WHAT NEEDS TO BE DONE:
From the line containing "Where in the photo above can the kitten be" through the last line, print the records exactly and nothing else.

##### EXERCISE MATERIAL

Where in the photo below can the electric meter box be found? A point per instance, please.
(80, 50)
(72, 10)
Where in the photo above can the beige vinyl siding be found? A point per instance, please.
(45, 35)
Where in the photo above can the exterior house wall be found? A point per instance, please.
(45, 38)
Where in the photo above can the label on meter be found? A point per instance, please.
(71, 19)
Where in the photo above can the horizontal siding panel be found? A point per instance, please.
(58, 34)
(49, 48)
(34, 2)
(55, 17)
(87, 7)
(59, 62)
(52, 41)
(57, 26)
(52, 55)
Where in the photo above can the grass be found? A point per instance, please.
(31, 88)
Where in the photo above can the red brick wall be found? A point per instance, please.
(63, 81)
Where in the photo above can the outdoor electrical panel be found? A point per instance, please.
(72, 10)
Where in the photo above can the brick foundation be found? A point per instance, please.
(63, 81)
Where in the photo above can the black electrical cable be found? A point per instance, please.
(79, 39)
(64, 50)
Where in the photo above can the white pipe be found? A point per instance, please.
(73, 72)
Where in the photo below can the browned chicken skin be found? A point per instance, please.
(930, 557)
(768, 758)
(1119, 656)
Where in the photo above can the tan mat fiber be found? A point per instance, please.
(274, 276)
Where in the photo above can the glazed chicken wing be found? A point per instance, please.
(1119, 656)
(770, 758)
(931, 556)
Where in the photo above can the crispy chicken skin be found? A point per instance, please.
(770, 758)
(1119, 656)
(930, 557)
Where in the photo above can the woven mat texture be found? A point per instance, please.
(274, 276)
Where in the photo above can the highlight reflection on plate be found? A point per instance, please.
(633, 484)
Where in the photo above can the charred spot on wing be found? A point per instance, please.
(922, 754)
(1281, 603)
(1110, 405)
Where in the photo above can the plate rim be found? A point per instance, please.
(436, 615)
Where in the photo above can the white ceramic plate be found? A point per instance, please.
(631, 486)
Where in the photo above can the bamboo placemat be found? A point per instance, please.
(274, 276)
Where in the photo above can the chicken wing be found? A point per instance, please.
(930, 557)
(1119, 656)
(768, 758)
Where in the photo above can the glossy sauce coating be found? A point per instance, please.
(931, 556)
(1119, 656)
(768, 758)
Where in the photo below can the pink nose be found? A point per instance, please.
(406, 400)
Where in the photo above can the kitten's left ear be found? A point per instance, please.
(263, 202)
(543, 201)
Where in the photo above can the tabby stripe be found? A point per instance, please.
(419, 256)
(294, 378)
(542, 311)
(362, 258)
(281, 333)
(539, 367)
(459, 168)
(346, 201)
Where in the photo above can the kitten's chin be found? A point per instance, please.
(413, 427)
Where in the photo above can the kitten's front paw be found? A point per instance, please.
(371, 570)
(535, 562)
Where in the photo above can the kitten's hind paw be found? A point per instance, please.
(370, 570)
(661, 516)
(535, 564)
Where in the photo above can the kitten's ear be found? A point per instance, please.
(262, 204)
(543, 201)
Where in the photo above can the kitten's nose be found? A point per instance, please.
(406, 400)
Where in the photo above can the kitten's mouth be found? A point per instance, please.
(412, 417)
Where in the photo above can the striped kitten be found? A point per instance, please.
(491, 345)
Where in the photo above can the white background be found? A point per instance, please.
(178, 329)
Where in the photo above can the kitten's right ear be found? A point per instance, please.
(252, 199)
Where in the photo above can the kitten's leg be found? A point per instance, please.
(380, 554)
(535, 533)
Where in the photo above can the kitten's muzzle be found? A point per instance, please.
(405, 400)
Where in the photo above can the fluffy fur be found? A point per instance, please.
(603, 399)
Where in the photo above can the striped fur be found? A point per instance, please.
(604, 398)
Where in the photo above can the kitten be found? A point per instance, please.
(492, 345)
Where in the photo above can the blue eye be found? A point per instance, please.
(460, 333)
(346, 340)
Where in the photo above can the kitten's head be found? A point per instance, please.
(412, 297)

##########

RESULT OF THIS EXERCISE:
Where in the photo above can the kitten be found? A point per instance, please.
(492, 345)
Where in the photo above can the blue eye be found? A point per instance, please.
(460, 333)
(346, 340)
Where in the photo above can the kitten's head be found? A point per instance, please.
(412, 297)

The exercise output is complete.